Exercise prompt »
The records that follow need to be output exactly as they are.

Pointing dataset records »
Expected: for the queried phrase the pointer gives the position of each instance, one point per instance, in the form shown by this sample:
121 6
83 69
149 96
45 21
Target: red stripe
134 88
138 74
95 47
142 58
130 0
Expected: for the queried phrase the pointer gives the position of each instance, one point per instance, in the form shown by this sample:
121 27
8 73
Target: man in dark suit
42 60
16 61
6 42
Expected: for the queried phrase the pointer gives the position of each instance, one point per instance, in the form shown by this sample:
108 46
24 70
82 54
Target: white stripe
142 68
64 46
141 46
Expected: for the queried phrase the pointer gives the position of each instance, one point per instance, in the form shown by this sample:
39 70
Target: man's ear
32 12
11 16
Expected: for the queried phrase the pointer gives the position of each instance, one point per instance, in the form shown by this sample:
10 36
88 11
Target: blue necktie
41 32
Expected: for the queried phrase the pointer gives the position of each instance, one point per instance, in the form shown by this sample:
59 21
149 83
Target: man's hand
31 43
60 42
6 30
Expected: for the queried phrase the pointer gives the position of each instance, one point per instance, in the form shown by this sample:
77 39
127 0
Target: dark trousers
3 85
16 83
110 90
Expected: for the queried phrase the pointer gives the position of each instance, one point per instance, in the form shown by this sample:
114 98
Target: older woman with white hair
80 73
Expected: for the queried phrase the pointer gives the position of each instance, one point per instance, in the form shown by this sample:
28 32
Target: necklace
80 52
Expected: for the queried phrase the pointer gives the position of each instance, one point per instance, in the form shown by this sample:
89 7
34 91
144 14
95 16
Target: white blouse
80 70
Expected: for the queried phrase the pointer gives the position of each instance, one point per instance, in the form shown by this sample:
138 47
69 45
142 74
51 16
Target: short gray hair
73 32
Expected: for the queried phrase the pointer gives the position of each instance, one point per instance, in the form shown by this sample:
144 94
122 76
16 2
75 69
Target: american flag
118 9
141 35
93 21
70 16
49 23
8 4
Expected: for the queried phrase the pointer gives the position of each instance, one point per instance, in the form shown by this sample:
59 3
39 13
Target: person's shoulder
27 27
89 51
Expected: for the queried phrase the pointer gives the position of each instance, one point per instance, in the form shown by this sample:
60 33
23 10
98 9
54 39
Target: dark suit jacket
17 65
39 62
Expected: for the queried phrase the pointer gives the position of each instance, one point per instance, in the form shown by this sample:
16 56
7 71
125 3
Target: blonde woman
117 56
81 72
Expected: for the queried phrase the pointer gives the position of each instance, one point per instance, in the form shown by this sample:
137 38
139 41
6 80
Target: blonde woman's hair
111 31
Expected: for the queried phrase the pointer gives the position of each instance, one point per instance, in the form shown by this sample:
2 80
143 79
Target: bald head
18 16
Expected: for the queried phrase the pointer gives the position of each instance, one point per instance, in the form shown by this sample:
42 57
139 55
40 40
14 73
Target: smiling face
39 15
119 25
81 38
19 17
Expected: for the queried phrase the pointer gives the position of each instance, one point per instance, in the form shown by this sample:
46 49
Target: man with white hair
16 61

Task answer »
Expected: for the queried phrase the pointer gives the position of each instance, one point per instance, in the form shown by this sample:
121 6
83 69
149 96
45 21
Target: red stripe
134 88
138 74
95 47
142 58
130 0
Expected: for the queried phrase the pointer gives the position of each instance, one point per instance, in the form shown by this sample:
121 27
8 73
Target: man in dark suit
42 60
16 61
6 42
Expected: for the queried phrase the pointer gives the position of each instance, one point per instance, in the form shown by this sample:
108 46
24 70
82 54
Target: white stripe
142 68
64 46
141 46
Expected: for the queried phrase the pointer gives the position of each instance, one point per instance, in the form shown by this sample:
39 70
Target: man's ear
32 12
11 16
Expected: for the queried phrase the pointer gives the position of each instance, one point per instance, in the form shown by this sample:
10 36
88 11
Target: blue necktie
41 32
Expected: for the queried phrase the pointer gives the position of each instance, one point per instance, in the form shown by this sample:
59 21
149 83
Target: man's hand
31 43
60 42
6 30
Expected: for the queried phrase the pointer gives the position of each instance, one point per instance, in the form shown by this sample:
77 39
127 0
Target: dark trousers
3 85
16 83
110 90
Expected: for the queried phrase the pointer gives the position of each instance, one point per instance, in the form shown by this sample:
114 98
Target: older woman with white hair
80 73
Expected: for the queried phrase the pointer gives the position of each instance, one point per instance, in the form shown by this sample:
28 32
Target: necklace
80 52
Expected: for the queried phrase the pointer gives the position of each instance, one point per instance, in the form shown by this sample:
89 7
34 91
144 14
95 16
Target: white blouse
80 70
Expected: for the queried phrase the pointer gives the position of each instance, one point per instance, in the form shown by this sample:
138 47
69 45
142 74
51 16
Target: short gray hair
73 32
Expected: for the queried phrase the pointer gives the position of each instance, one point per instance, in the form shown by this sample:
144 94
122 76
16 2
75 69
Target: american flag
118 9
141 35
93 21
70 16
49 23
8 4
Expected: for the queried phrase the pointer gives the position of each instance, one point per instance, in the form shown by this sample:
59 3
39 13
Target: person's shoulder
27 27
89 51
Expected: for the queried phrase the pointer gives the position of each instance, one point per instance, in the form shown by this sample:
60 33
23 10
98 9
54 39
Target: dark suit jacket
17 65
39 62
Expected: for the queried phrase the pointer gives the position of each instance, one point per instance, in the form shown by this sample:
16 56
7 71
125 3
Target: blonde woman
117 56
81 72
Expected: for the queried phrase the pointer gives the position of each instance, one point per instance, in the form shown by this sample:
137 38
139 41
6 80
Target: blonde woman's hair
111 31
Expected: for the queried phrase the pointer gives the position of each instance, one point per instance, in the form shown by this sample:
2 80
143 79
Target: bald head
18 16
Expected: for the queried phrase the pointer gives the position of each instance, one point per instance, in the form shown by this sample:
42 57
139 55
40 40
14 73
Target: smiling face
39 15
119 25
81 38
19 17
Expected: for the queried phrase the pointer gives the position of each instance, one point per instance, in the form shown by this sample:
46 49
Target: man with white hair
16 61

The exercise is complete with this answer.